任务说明
报告下方记录中有多少行含有字符串“beach”，只给出数字。

▬▬▬▬▬▬

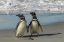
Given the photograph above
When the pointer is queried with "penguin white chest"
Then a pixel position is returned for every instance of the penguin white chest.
(34, 26)
(21, 28)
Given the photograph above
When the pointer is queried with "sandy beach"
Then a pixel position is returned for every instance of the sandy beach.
(51, 33)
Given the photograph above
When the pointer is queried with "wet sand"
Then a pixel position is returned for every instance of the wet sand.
(51, 33)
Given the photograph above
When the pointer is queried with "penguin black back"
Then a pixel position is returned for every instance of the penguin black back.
(21, 16)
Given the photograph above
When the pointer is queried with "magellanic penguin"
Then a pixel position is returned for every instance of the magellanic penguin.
(21, 26)
(34, 24)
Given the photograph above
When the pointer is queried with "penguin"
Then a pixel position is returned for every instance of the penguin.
(34, 25)
(21, 26)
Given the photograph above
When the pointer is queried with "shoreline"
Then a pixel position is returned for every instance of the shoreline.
(51, 33)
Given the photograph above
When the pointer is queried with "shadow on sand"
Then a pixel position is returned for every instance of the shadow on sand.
(43, 35)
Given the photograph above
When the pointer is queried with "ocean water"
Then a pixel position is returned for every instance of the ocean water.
(10, 21)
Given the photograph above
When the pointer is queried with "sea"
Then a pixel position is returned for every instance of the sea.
(9, 21)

▬▬▬▬▬▬

完成结果
2